**TASK STATEMENT:**
Collect every line of the records below that contains the string "target", matching its case exactly.
** BEGIN DATA SECTION **
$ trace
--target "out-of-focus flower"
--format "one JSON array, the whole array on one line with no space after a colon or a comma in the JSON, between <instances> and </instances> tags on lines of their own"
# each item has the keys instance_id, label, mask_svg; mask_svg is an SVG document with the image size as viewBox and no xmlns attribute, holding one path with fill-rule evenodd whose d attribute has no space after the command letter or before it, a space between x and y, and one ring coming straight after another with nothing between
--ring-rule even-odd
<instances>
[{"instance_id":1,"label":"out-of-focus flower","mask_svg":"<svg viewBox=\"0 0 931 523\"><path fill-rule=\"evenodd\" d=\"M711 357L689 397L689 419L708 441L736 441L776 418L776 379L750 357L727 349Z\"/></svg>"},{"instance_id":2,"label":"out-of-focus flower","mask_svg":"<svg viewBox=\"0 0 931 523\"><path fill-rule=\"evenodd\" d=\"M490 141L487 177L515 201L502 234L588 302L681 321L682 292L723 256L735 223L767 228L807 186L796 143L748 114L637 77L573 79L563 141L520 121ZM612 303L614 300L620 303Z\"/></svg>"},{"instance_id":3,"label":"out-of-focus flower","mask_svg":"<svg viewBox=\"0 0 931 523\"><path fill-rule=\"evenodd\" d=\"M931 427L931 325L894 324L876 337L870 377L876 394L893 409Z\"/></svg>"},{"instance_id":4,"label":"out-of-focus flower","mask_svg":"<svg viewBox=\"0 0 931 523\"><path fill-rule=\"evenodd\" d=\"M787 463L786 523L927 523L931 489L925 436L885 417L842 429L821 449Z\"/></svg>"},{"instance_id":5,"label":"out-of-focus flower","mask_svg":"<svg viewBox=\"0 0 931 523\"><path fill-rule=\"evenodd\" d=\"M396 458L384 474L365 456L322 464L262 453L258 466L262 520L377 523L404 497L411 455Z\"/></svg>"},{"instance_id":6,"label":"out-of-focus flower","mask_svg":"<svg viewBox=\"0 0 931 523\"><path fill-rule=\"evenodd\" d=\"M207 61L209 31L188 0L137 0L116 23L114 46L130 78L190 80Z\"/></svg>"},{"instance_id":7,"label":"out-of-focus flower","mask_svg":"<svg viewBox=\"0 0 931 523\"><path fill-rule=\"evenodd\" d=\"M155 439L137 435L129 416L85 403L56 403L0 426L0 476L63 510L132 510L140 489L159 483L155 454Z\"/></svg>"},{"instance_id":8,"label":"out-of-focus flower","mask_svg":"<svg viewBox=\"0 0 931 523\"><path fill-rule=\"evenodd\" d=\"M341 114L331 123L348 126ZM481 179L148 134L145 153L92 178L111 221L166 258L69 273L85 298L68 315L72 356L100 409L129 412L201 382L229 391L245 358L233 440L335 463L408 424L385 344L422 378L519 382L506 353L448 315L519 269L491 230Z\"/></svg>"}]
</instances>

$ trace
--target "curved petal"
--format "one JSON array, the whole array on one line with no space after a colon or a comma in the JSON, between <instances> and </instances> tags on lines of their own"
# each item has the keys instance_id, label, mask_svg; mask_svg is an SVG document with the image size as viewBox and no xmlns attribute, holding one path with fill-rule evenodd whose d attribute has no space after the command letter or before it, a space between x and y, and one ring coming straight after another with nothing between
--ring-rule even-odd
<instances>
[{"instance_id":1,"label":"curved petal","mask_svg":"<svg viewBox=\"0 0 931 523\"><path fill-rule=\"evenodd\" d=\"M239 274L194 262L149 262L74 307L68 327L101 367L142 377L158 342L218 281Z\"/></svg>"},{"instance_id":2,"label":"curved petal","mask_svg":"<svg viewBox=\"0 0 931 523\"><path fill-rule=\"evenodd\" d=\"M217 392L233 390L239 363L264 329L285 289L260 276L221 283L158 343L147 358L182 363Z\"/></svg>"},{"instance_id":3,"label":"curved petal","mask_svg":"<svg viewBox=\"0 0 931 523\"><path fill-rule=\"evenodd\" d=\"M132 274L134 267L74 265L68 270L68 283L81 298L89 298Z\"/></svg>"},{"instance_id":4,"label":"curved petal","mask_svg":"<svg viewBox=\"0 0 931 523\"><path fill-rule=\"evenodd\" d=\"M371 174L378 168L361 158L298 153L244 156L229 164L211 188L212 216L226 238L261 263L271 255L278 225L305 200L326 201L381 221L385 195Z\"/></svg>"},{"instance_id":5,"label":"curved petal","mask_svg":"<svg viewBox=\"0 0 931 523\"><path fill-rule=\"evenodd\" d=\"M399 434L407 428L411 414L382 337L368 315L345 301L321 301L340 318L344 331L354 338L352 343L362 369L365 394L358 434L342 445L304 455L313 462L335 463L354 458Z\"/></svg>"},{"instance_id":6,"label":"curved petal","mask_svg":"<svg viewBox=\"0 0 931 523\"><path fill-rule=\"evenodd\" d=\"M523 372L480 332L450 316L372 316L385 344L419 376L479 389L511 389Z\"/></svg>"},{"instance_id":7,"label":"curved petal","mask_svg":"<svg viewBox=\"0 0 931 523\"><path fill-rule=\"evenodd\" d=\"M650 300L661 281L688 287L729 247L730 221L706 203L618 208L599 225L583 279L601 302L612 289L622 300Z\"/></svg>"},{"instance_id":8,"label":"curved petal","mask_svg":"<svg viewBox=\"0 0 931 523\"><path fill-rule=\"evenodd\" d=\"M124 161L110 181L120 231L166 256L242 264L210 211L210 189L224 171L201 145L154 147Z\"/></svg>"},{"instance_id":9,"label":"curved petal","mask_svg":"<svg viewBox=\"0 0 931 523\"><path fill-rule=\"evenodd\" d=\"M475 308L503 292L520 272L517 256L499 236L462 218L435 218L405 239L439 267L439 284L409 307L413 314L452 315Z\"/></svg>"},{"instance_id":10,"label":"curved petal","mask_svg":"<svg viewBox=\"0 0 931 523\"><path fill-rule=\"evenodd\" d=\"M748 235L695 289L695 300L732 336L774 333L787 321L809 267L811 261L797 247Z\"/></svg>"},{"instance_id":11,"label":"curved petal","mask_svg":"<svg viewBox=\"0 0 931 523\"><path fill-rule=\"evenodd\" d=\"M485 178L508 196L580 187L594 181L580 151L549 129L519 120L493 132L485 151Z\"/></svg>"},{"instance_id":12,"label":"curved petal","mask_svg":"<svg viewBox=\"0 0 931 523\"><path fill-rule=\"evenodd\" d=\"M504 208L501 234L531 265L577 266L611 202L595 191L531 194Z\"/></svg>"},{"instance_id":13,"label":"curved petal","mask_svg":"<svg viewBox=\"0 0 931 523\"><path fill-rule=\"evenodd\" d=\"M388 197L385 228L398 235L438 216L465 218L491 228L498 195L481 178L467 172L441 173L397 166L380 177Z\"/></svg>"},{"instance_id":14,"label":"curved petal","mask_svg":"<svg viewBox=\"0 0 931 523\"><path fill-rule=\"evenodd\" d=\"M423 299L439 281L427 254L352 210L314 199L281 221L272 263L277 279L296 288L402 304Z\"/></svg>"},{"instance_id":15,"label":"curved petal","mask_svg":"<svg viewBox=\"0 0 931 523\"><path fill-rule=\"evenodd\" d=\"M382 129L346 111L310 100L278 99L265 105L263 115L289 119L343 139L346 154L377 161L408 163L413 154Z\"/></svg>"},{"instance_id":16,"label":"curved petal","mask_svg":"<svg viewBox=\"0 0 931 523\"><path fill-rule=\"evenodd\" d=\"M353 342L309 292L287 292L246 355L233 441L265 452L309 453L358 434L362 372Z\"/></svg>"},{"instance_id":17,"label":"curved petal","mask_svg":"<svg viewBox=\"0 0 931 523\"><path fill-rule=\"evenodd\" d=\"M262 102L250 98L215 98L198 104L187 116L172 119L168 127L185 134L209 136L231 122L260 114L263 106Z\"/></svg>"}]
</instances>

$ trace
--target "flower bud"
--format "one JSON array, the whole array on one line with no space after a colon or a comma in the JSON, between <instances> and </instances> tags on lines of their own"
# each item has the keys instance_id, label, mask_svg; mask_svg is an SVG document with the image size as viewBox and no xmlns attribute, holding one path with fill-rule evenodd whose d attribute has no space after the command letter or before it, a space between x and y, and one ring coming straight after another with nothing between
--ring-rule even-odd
** END DATA SECTION **
**FINISHED EXERCISE:**
--target "out-of-focus flower"
--target "curved petal"
--target "flower bud"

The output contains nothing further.